Aim of the task ->
Copy out all of the records. Keep every word exact.

------------------------------------------------

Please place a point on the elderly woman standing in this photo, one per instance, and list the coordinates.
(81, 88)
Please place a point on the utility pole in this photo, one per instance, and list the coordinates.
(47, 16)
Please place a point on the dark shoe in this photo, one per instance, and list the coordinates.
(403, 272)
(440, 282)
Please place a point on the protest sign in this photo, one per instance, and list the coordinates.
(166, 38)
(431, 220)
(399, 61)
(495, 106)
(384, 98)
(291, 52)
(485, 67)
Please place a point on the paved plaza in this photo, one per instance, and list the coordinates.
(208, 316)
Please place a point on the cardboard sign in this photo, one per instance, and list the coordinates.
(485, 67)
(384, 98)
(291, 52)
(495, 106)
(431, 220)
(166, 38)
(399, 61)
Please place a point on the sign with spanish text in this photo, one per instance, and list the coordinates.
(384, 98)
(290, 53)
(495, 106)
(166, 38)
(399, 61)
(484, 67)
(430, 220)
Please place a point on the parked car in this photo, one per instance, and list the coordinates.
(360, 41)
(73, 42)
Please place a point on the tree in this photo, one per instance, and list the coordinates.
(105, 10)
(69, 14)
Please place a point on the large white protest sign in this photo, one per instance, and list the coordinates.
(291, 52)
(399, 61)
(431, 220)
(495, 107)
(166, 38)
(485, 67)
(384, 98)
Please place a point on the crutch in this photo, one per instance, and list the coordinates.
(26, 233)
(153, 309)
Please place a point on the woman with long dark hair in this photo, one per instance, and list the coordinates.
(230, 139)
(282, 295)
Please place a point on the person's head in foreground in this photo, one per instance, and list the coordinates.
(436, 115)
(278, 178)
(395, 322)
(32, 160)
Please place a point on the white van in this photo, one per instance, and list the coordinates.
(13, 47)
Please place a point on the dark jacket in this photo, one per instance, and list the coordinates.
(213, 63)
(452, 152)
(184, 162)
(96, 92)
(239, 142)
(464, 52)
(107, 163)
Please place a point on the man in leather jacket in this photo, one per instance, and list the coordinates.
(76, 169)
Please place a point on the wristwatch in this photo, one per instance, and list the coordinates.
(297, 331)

------------------------------------------------

Solution below ->
Please place a point on the elderly woman standing in this photo, one per instance, and list the coordinates.
(81, 88)
Please place a point on the utility pole in this photo, one per instance, and list the coordinates.
(47, 16)
Please place a point on the dark shoe in this photo, one per instance, and list the coordinates.
(403, 272)
(440, 282)
Please place a point on the protest sign in this photo, one per instance, and list the coordinates.
(166, 38)
(431, 220)
(399, 61)
(495, 106)
(384, 98)
(291, 52)
(485, 67)
Please place a point on the paved plaza in this photo, one per instance, and list the coordinates.
(208, 316)
Please place a point on the cardboard sign in this photo, one per instance, and list the coordinates.
(485, 67)
(384, 98)
(291, 52)
(495, 106)
(431, 220)
(166, 38)
(399, 61)
Please place a point on the sign with spanish text in this photo, one per instance, and list the coordinates.
(384, 98)
(290, 53)
(495, 106)
(166, 38)
(399, 61)
(484, 67)
(430, 220)
Please place a point on the parked car in this photo, one per instance, and list the coordinates.
(360, 41)
(73, 42)
Please place a point on the tree in this photo, one per instance, and list the coordinates.
(105, 10)
(69, 14)
Please place a point on the large white protest sign in this photo, one per instance, and list the coordinates.
(291, 52)
(399, 61)
(431, 220)
(495, 107)
(166, 38)
(485, 67)
(384, 98)
Please place a point on the crutch in this photo, one per instance, and list the coordinates.
(26, 233)
(153, 309)
Please place a point on the woman with long dark hair in this photo, one per instance, and list the coordinates.
(230, 139)
(282, 295)
Please place a point on the person's head in foreground in this photo, one per instance, and list the coordinates.
(436, 115)
(278, 178)
(395, 322)
(32, 160)
Please place a point on the white van in this photo, one per instance, and list the coordinates.
(13, 47)
Please place a point on the dark jacket in this photo, one per instance, and list the coordinates.
(213, 63)
(452, 152)
(184, 162)
(96, 92)
(239, 142)
(464, 52)
(107, 163)
Please place a point on the man in leather jacket in this photo, one per instance, and list the coordinates.
(76, 169)
Please place a point on the wristwatch in this photo, one per instance, and list the coordinates.
(297, 331)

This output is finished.